-- Textauszug --
__________
Nicht als ob all die Umstände, die wir gestreift haben, die Proletarierin zur Unfruchtbaren machen würden. Jedoch sie zehren an ihrer Mutterkraft, lassen sie welken und verkümmern und schwächen die Keime neuen Lebens unter dem Herzen. Zu diesem vielgestaltigen Martyrium des Weibes des werktätigen Volkes gesellen sich noch die schweren Schädigungen der gesamten Gesundheit, namentlich aber der Unterleibsorgane infolge von mangelnder Schonung und Pflege zur Zeit der Schwangerschaft und des Wochenbetts. In den aufgezeigten Tatsachen müssen wir eine der weitestfassenden Ursachen der abnehmenden Rassenfruchtbarkeit suchen. Sie nagen an der gesunden Mutterschaft vieler Millionen, allein von ihnen schweigen die Gelehrten und Politiker, die mit zorniger Gebärde das Studium und die liberale Berufstätigkeit einiger Tausend bürgerlicher Frauen als Schwächung der nationalen Wirtschafts- und Wehrkraft verfluchen und als sittenloses Geschöpf jedes arme . Weib richten, das aus materieller und seelischer Not keinen anderen Ausweg sieht als Verhinderung der Empfängnis oder Abtreibung.

Übrigens muss hinzugefügt werden, dass manche der hervorgehobenen Umstände auch die Fortpflanzungskraft des proletarischen Vaters schwächen, wenn ihre Einflüsse am Keim auch nicht so rasch und deutlich zutage treten wie bei der Mutter. Es sei als Beleg dafür nur auf die Berufskrankheiten der großen Arbeitergruppen hingewiesen, die Gifte verarbeiten, mit giftbergenden Dingen hantieren. Wir denken an die Setzer, Schriftgießer, Maler, Tabakarbeiter und viele andere. Die Untersuchung von unreifen Leibesfrüchten hat ergeben, dass sie mit Nikotin oder Blei vergiftet waren. Es ist aber kaum anzunehmen, dass nur das weibliche Ei und nicht auch die männliche Samenzelle die verderbliche Einwirkung solcher Gifte erfährt. Außerdem ist festgestellt worden, dass die Frauen von Schriftgießern, Arbeitern in Quecksilberbelegen usw. häufig abortieren, tote oder lebensunfähige Kinder gebären. Übrigens wirkt es auch auf den Geburtenrückgang ein, dass jahraus, jahrein so viele Tote und Schwerverwundete auf dem Schlachtfeld der Arbeit fallen. Dadurch wird die Zahl der Zeugungsfähigen und Zeugungskräftigen vermindert.
__________
-- Dateneinträge --
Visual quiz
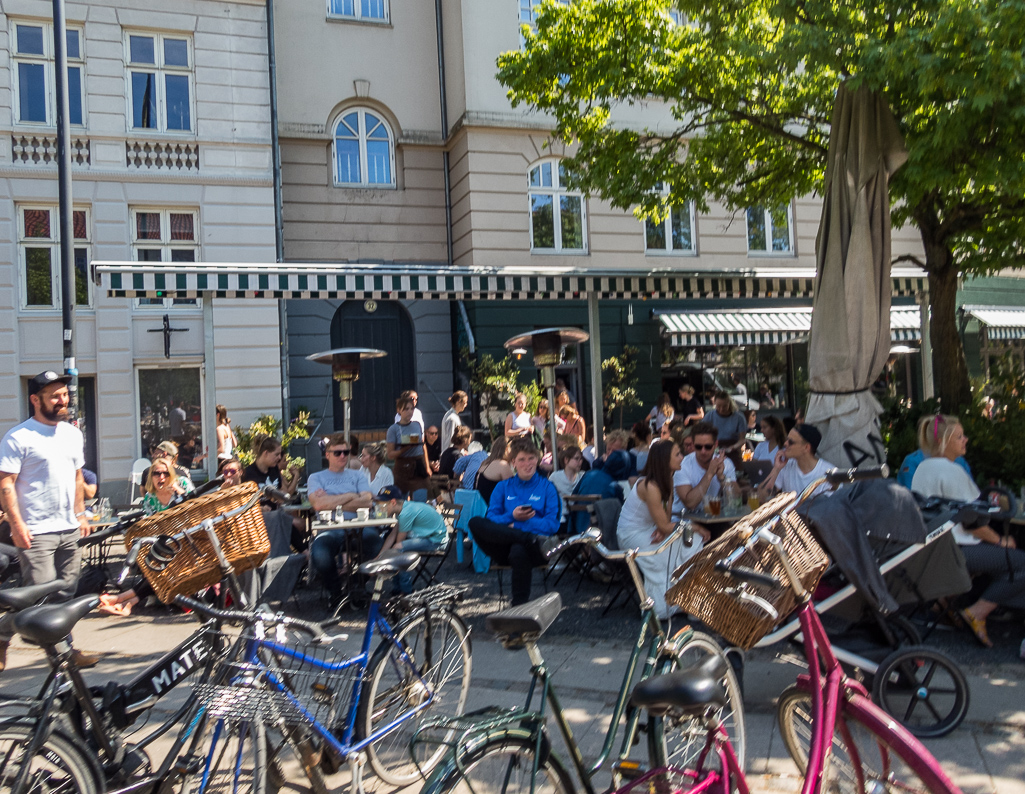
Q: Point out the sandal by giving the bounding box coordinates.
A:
[957,610,993,647]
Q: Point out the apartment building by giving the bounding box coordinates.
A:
[0,0,281,484]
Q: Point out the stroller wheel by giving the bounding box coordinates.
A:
[872,645,969,739]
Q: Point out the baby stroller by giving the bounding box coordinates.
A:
[756,479,972,738]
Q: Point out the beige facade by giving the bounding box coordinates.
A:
[0,0,281,484]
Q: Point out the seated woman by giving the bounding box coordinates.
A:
[911,415,1025,647]
[616,441,702,620]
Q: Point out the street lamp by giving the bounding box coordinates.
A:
[505,328,587,471]
[306,347,387,444]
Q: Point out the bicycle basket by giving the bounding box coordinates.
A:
[195,639,359,727]
[665,494,829,650]
[125,483,271,603]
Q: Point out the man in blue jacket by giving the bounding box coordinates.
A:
[469,438,562,607]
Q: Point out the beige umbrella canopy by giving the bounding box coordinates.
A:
[807,84,907,467]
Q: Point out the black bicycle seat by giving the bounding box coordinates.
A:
[14,595,99,646]
[0,579,65,612]
[487,592,563,644]
[359,551,420,576]
[630,654,729,714]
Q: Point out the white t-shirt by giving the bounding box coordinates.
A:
[672,452,737,515]
[911,458,982,546]
[0,419,85,535]
[776,458,836,494]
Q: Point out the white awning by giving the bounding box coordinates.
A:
[655,306,921,347]
[964,305,1025,339]
[91,261,928,300]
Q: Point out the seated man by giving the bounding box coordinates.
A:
[306,433,381,601]
[469,438,562,607]
[759,423,833,501]
[374,487,444,593]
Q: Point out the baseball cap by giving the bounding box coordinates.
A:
[374,486,406,502]
[29,370,71,394]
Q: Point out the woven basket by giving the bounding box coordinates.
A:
[665,494,829,651]
[125,483,271,603]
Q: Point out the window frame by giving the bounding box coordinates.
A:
[527,157,589,256]
[325,0,392,25]
[331,105,398,191]
[123,29,198,137]
[744,202,797,258]
[7,17,86,129]
[14,202,95,314]
[128,205,202,312]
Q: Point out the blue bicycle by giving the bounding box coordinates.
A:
[179,552,472,794]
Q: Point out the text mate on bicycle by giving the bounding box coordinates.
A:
[0,370,98,670]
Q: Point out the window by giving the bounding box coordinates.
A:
[334,109,395,186]
[528,160,585,252]
[127,33,193,132]
[13,23,84,127]
[17,207,92,309]
[327,0,387,23]
[747,205,793,254]
[131,209,199,308]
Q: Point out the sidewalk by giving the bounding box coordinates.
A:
[0,616,1025,794]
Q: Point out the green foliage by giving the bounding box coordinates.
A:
[602,345,641,428]
[235,409,310,469]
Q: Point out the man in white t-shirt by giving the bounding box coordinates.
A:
[759,423,835,501]
[0,370,98,670]
[672,422,737,522]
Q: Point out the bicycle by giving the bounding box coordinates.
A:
[412,524,745,794]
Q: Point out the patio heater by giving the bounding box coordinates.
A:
[505,328,593,471]
[306,347,387,442]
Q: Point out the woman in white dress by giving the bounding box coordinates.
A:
[616,441,702,619]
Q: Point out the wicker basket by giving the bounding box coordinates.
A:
[665,494,829,650]
[125,483,271,603]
__________
-- Aufgaben --
(1) Gib für jede der Aussagen (a), (b) und (c) an, ob sie mit dem Textauszug übereinstimmt, und belege deine Antwort mit einem wörtlichen Zitat: (a) Die geschilderten Umstände machen die Proletarierin unfruchtbar. (b) Manche der Umstände schwächen auch die Fortpflanzungskraft des proletarischen Vaters. (c) Zu den genannten Arbeitergruppen gehören Setzer und Tabakarbeiter.
(2) Beantworte anhand des Textauszugs, was dadurch vermindert wird, dass jahraus, jahrein so viele Tote und Schwerverwundete auf dem Schlachtfeld der Arbeit fallen.
(3) Fasse den Textauszug in zwei Sätzen zusammen.
Die Zeilen werden für die Bearbeitung nicht gebraucht.

-- Lösungen --
(1)
(a) Nein: „Nicht als ob all die Umstände, die wir gestreift haben, die Proletarierin zur Unfruchtbaren machen würden.“
(b) Ja: „dass manche der hervorgehobenen Umstände auch die Fortpflanzungskraft des proletarischen Vaters schwächen“
(c) Ja: „Wir denken an die Setzer, Schriftgießer, Maler, Tabakarbeiter und viele andere.“

(2) Dadurch wird die Zahl der Zeugungsfähigen und Zeugungskräftigen vermindert.

(3) Die geschilderten Umstände machen die Proletarierin nicht unfruchtbar, zehren aber an ihrer Mutterkraft und schädigen ihre Gesundheit, doch Gelehrte und Politiker schweigen davon. Auch die Fortpflanzungskraft des proletarischen Vaters wird geschwächt, etwa durch Berufskrankheiten bei der Arbeit mit Giften, und die vielen Toten und Schwerverwundeten auf dem Schlachtfeld der Arbeit verringern die Zahl der Zeugungsfähigen.